_Instruction_. Copy out the material below word for word, beginning with the line that contains "of the gilded" and continuing through the final line of the material.

_Records shown_.
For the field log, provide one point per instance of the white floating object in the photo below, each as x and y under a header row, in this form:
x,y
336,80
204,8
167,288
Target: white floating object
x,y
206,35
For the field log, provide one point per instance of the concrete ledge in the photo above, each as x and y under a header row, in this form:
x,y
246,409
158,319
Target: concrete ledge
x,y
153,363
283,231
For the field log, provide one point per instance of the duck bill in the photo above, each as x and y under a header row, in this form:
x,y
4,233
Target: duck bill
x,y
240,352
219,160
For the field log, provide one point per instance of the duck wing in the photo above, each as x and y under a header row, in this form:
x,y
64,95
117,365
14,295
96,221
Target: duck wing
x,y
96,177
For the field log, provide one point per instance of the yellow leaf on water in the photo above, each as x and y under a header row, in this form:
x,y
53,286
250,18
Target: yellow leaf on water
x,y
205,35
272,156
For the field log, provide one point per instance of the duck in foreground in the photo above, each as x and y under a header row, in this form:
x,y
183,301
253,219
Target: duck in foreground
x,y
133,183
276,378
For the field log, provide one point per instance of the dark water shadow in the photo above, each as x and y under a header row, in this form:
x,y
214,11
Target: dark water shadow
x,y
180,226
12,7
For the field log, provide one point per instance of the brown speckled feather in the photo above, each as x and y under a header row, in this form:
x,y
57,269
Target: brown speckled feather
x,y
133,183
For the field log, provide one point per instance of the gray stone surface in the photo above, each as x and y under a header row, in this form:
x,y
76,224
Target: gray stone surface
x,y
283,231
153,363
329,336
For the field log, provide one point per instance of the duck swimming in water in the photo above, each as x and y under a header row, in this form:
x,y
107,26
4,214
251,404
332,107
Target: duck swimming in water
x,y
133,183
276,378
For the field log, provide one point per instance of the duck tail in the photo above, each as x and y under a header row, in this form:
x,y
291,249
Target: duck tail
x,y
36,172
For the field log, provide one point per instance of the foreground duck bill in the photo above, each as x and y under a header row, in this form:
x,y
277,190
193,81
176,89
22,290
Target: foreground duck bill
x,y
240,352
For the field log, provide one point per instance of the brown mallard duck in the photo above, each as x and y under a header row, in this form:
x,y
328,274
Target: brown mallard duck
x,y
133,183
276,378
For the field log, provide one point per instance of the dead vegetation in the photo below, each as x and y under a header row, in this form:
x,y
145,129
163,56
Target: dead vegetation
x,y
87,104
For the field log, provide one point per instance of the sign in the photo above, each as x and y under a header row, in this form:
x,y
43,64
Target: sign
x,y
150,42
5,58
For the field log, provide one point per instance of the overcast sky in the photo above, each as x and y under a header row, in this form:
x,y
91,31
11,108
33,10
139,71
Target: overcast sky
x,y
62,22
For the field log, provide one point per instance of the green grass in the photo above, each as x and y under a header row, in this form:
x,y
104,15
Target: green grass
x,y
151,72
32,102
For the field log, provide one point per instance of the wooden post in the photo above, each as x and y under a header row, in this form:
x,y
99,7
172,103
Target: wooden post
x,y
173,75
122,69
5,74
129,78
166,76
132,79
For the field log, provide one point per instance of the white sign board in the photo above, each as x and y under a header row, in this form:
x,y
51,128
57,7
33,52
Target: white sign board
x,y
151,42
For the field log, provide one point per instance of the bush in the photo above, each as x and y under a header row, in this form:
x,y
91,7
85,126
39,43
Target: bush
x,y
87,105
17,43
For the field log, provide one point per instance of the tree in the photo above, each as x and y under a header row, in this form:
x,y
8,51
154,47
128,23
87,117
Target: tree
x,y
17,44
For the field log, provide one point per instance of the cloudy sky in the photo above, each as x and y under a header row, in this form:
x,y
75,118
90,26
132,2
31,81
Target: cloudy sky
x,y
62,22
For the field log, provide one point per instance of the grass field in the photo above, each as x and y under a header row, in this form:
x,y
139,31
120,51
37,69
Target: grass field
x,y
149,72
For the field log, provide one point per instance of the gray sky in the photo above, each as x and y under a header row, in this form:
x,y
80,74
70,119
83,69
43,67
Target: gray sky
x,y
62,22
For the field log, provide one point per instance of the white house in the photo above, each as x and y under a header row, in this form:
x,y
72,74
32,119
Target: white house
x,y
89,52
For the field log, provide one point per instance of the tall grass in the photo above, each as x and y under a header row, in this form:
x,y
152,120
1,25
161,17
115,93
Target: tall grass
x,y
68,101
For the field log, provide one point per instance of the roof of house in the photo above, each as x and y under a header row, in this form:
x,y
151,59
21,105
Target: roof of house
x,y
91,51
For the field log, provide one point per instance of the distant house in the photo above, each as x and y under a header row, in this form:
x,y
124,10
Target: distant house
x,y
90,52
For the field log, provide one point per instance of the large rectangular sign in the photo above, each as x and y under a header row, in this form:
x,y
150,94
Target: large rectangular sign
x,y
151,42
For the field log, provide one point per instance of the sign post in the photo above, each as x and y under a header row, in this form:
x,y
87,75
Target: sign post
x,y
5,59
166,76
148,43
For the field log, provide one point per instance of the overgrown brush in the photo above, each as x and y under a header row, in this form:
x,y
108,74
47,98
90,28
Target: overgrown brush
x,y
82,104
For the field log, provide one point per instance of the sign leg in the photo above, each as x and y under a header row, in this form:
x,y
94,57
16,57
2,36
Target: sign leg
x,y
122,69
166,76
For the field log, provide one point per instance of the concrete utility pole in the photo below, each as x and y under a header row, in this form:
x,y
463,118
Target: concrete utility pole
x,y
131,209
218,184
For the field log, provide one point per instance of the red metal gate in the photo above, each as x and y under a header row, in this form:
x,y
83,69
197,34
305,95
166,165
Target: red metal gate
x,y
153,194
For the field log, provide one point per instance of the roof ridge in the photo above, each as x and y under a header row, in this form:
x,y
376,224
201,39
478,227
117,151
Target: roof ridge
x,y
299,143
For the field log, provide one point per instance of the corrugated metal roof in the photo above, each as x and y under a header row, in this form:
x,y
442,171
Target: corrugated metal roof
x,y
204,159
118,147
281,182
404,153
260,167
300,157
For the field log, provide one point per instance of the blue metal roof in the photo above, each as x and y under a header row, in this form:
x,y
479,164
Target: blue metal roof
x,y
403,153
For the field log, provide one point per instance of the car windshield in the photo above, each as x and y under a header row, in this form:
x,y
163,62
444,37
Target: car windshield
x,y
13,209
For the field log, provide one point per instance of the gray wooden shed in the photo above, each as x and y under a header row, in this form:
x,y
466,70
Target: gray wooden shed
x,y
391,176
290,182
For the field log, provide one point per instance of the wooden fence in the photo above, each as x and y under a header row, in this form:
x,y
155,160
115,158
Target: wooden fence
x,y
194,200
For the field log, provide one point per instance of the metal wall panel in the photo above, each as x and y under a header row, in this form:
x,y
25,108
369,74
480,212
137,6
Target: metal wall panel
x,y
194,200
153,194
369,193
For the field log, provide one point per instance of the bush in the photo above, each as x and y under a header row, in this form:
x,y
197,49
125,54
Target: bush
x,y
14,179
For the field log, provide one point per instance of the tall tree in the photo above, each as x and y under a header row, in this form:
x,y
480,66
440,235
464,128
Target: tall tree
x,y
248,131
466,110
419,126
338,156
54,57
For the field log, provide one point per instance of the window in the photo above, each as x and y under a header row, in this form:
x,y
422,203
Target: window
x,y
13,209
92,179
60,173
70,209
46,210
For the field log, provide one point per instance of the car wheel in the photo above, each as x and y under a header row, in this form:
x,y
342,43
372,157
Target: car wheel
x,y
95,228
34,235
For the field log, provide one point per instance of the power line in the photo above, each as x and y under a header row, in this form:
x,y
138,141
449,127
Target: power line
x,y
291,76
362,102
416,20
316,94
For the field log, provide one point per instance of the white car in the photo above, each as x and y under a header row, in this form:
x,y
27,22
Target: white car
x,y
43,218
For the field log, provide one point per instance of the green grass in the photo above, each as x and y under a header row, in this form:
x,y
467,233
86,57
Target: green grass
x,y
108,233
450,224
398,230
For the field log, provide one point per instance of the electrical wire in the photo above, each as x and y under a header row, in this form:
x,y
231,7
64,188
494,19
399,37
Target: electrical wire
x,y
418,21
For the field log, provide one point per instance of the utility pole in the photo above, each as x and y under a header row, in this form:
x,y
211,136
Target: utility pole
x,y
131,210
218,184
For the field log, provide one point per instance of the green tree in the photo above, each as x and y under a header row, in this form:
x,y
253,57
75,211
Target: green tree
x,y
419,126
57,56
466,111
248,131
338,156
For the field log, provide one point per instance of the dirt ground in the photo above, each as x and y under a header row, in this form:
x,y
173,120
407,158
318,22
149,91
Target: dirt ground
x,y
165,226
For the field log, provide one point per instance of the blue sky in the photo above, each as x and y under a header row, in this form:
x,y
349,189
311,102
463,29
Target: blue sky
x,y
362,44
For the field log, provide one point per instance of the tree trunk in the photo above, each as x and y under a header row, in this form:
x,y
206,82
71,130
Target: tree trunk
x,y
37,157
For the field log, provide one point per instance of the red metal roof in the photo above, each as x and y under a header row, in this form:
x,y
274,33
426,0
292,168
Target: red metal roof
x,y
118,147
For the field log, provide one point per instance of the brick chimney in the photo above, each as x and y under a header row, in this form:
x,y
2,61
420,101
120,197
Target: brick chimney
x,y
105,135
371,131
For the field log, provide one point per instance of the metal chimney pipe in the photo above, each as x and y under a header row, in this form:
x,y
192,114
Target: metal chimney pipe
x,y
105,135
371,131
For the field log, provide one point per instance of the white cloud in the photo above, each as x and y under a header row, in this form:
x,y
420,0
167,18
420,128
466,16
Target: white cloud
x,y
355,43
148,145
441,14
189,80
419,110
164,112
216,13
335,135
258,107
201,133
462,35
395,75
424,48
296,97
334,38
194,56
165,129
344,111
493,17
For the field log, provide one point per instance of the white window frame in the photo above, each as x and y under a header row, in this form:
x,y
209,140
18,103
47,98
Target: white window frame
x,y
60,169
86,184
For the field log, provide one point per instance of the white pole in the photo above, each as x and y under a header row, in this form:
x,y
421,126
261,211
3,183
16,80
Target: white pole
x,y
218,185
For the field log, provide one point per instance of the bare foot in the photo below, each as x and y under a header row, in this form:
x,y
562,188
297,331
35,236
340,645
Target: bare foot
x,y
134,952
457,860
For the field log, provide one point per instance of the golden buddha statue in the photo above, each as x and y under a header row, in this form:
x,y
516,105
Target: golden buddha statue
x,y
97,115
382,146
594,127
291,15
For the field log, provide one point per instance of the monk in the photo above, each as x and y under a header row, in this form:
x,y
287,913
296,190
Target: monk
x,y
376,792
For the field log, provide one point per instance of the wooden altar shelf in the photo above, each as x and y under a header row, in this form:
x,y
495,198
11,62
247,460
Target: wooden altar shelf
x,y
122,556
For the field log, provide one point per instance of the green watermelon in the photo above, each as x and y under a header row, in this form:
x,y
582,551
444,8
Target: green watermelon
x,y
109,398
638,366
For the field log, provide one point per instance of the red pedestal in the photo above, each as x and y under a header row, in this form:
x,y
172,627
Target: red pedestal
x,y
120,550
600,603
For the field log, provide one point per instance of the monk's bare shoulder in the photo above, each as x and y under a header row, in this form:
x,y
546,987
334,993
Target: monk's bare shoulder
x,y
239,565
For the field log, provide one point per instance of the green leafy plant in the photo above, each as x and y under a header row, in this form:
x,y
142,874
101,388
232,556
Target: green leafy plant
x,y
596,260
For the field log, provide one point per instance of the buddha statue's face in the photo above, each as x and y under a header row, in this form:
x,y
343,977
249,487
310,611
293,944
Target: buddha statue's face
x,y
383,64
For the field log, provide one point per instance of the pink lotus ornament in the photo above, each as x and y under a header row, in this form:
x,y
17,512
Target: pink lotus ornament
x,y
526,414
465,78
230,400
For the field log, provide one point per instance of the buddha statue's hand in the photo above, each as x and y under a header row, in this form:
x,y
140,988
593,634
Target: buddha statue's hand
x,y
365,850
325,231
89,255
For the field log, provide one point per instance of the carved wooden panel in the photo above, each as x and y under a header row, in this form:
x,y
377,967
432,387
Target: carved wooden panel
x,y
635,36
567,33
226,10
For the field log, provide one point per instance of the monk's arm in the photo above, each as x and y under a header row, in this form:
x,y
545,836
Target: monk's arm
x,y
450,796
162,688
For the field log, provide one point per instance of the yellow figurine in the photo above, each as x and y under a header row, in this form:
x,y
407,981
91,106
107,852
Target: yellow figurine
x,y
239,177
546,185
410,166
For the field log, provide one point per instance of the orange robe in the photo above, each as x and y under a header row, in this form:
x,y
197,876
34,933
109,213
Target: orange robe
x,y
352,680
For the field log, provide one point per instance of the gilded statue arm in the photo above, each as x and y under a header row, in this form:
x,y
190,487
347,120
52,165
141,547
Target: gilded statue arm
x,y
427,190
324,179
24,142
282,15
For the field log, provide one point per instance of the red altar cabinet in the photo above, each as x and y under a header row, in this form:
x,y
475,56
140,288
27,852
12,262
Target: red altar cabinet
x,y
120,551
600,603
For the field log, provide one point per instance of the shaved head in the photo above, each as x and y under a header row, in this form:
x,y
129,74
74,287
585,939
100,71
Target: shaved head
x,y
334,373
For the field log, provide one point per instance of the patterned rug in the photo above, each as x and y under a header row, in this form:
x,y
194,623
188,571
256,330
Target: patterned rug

_Answer for the task_.
For the field log, provide one point per instance of the gilded statue arm in the photo above, each as x and y under a header row, in this form:
x,y
190,487
347,120
52,165
141,547
Target: gilded statue arm
x,y
427,190
324,179
24,142
282,15
For the field log, provide one point per instance of the red altar cabinet in the photo above, each as x and y under a header row, in this form:
x,y
475,56
140,288
27,852
12,262
Target: red altar cabinet
x,y
120,551
600,603
For the field log, provide one point per instance of the shaved head in the photo above, each as x and y under a header row, in this form:
x,y
129,74
74,287
585,939
100,71
Target: shaved head
x,y
334,373
For the field log, provide one point per instance of the patterned rug in the photo above, each as x and y under a header row, in this form:
x,y
194,623
188,571
256,330
Target: patterned rug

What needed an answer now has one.